> [PROBLEM TO WORK ON]:
Your copy should repeat each record below exactly and contain no images.

[Start of Attachment]

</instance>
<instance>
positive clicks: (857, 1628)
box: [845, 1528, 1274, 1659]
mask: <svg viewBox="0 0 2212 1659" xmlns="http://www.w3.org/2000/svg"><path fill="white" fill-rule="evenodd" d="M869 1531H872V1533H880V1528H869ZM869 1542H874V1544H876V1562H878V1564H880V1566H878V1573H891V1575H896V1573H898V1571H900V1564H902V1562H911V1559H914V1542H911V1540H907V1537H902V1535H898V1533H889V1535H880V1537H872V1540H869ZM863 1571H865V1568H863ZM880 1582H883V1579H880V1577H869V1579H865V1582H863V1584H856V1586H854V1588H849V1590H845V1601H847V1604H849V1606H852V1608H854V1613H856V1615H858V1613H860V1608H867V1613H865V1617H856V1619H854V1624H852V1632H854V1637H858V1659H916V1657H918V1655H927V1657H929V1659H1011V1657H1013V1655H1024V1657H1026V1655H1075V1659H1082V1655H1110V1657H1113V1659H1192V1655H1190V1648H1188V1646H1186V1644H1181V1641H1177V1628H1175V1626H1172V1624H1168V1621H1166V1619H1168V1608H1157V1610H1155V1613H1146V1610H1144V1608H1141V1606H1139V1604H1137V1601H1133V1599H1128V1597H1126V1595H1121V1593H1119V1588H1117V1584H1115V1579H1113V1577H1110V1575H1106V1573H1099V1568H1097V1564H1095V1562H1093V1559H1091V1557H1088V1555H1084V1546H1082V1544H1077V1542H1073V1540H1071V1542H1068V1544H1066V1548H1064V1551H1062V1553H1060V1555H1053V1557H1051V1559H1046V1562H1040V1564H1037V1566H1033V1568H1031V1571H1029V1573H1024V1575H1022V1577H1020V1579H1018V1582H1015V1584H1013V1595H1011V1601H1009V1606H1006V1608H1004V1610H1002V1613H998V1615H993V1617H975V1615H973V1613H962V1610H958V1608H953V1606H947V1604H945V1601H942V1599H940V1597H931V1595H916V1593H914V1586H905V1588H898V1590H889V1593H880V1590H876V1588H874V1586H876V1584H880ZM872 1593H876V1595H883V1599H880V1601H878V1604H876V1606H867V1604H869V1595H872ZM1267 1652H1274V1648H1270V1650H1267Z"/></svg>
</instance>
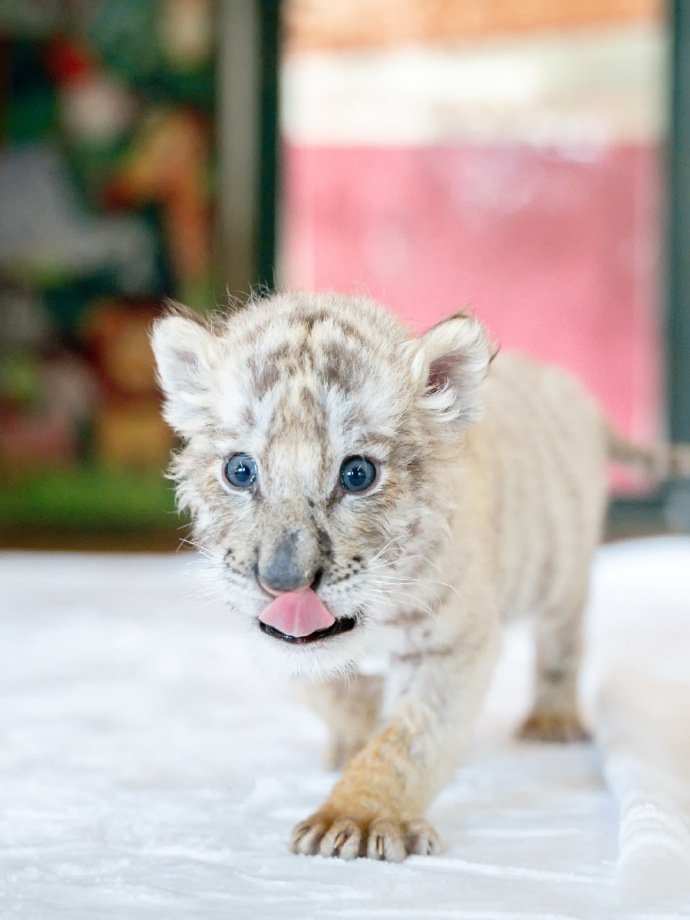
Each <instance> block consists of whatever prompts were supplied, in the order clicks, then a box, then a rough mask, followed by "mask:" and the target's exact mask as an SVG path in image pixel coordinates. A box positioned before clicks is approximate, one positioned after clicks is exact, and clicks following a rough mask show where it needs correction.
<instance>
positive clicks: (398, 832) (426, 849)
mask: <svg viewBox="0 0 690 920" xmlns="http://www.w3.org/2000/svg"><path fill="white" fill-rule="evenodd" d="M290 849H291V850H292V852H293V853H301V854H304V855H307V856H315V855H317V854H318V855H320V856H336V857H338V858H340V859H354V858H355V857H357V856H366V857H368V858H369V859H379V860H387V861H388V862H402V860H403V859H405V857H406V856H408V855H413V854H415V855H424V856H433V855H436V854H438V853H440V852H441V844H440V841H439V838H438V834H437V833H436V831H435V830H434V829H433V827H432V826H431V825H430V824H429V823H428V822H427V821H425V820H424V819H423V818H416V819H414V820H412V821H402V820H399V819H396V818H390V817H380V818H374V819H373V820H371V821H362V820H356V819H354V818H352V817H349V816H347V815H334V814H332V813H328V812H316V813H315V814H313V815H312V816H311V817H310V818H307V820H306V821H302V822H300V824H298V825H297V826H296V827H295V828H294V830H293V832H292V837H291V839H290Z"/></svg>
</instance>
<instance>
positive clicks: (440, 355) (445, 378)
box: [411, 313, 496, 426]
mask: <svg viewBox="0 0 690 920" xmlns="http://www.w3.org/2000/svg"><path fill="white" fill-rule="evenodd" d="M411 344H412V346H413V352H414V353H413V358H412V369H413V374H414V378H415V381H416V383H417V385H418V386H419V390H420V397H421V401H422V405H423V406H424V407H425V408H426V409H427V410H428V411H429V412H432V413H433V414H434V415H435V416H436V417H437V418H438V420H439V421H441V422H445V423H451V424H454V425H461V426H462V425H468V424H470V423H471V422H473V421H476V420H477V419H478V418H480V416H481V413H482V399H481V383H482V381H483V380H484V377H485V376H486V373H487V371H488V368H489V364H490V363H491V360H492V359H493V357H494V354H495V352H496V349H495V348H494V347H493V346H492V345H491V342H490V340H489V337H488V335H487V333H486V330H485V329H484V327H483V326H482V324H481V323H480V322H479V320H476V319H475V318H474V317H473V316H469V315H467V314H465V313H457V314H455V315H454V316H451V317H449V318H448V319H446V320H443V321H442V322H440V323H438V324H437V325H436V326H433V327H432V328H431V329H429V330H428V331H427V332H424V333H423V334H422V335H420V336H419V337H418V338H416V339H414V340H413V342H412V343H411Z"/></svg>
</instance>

[End of Attachment]

> [RESPONSE TO THE EXERCISE]:
</instance>
<instance>
positive clicks: (857, 1628)
box: [845, 1528, 1274, 1659]
mask: <svg viewBox="0 0 2212 1659" xmlns="http://www.w3.org/2000/svg"><path fill="white" fill-rule="evenodd" d="M869 1531H872V1533H880V1528H869ZM869 1542H874V1544H876V1562H878V1564H880V1566H878V1573H891V1575H896V1573H898V1571H900V1564H902V1562H911V1559H914V1542H911V1540H907V1537H902V1535H898V1533H889V1535H880V1537H872V1540H869ZM863 1571H865V1568H863ZM880 1582H883V1579H880V1577H869V1579H865V1582H863V1584H856V1586H854V1588H849V1590H845V1601H847V1604H849V1606H852V1608H854V1613H856V1615H858V1613H860V1608H867V1613H865V1617H856V1619H854V1624H852V1632H854V1637H858V1659H916V1657H918V1655H927V1657H929V1659H1011V1657H1013V1655H1024V1657H1026V1655H1075V1659H1082V1655H1110V1657H1113V1659H1192V1655H1190V1648H1188V1646H1186V1644H1181V1641H1177V1628H1175V1626H1172V1624H1168V1621H1166V1619H1168V1608H1157V1610H1155V1613H1146V1610H1144V1608H1141V1606H1139V1604H1137V1601H1133V1599H1128V1597H1126V1595H1121V1593H1119V1588H1117V1584H1115V1579H1113V1577H1110V1575H1106V1573H1099V1568H1097V1564H1095V1562H1093V1559H1091V1557H1088V1555H1084V1546H1082V1544H1077V1542H1073V1540H1071V1542H1068V1544H1066V1548H1064V1551H1062V1553H1060V1555H1053V1557H1051V1559H1046V1562H1040V1564H1037V1566H1033V1568H1031V1571H1029V1573H1024V1575H1022V1577H1020V1579H1018V1582H1015V1584H1013V1595H1011V1601H1009V1606H1006V1608H1004V1610H1002V1613H998V1615H993V1617H975V1615H973V1613H962V1610H958V1608H953V1606H947V1604H945V1601H942V1599H940V1597H931V1595H916V1593H914V1586H905V1588H898V1590H889V1593H880V1590H876V1588H874V1586H876V1584H880ZM872 1593H876V1595H883V1599H880V1601H878V1604H876V1606H867V1604H869V1595H872ZM1267 1652H1274V1648H1270V1650H1267Z"/></svg>
</instance>
Each <instance> block consists of whatever prompts were supplied, in the order clicks, then a box, then a rough mask, followed by "mask:" and the target's exact mask as an SVG path in image pixel coordinates. A box positioned before clicks is approximate, one positioned after clicks is exact, and clicks following a rough mask show where it needs correction.
<instance>
positive clicks: (398, 832) (426, 849)
mask: <svg viewBox="0 0 690 920" xmlns="http://www.w3.org/2000/svg"><path fill="white" fill-rule="evenodd" d="M290 849H291V850H292V852H293V853H301V854H304V855H307V856H315V855H317V854H318V855H320V856H336V857H338V858H340V859H354V858H355V857H357V856H366V857H368V858H369V859H379V860H387V861H388V862H402V860H403V859H405V857H406V856H408V855H413V854H415V855H424V856H433V855H436V854H438V853H440V852H441V844H440V841H439V838H438V834H437V833H436V831H435V830H434V829H433V827H432V826H431V825H430V824H429V823H428V822H427V821H425V820H424V819H423V818H416V819H414V820H412V821H402V820H399V819H396V818H390V817H380V818H374V819H373V820H371V821H362V820H356V819H354V818H352V817H349V816H347V815H334V814H332V813H328V812H316V813H315V814H313V815H312V816H311V817H310V818H307V820H306V821H302V822H300V824H298V825H297V826H296V827H295V828H294V830H293V832H292V837H291V839H290Z"/></svg>
</instance>
<instance>
positive clicks: (440, 355) (445, 378)
box: [411, 313, 496, 426]
mask: <svg viewBox="0 0 690 920" xmlns="http://www.w3.org/2000/svg"><path fill="white" fill-rule="evenodd" d="M411 344H412V346H413V352H414V353H413V358H412V369H413V374H414V378H415V381H416V383H417V385H418V386H419V390H420V397H421V401H422V405H423V406H424V407H425V408H426V409H427V410H428V411H429V412H432V413H433V414H434V415H435V416H436V417H437V418H438V420H439V421H441V422H445V423H451V424H454V425H461V426H462V425H468V424H470V423H471V422H473V421H476V420H477V419H478V418H480V416H481V413H482V399H481V383H482V381H483V380H484V377H485V376H486V373H487V371H488V368H489V364H490V363H491V360H492V359H493V357H494V354H495V352H496V349H495V348H494V347H493V346H492V345H491V342H490V340H489V337H488V335H487V333H486V330H485V329H484V327H483V326H482V324H481V323H480V322H479V320H476V319H475V318H474V317H473V316H469V315H467V314H465V313H457V314H455V315H454V316H451V317H449V318H448V319H446V320H443V321H442V322H440V323H438V324H437V325H436V326H433V327H432V328H431V329H429V330H428V331H427V332H424V333H423V334H422V335H420V336H419V337H418V338H416V339H414V340H413V342H412V343H411Z"/></svg>
</instance>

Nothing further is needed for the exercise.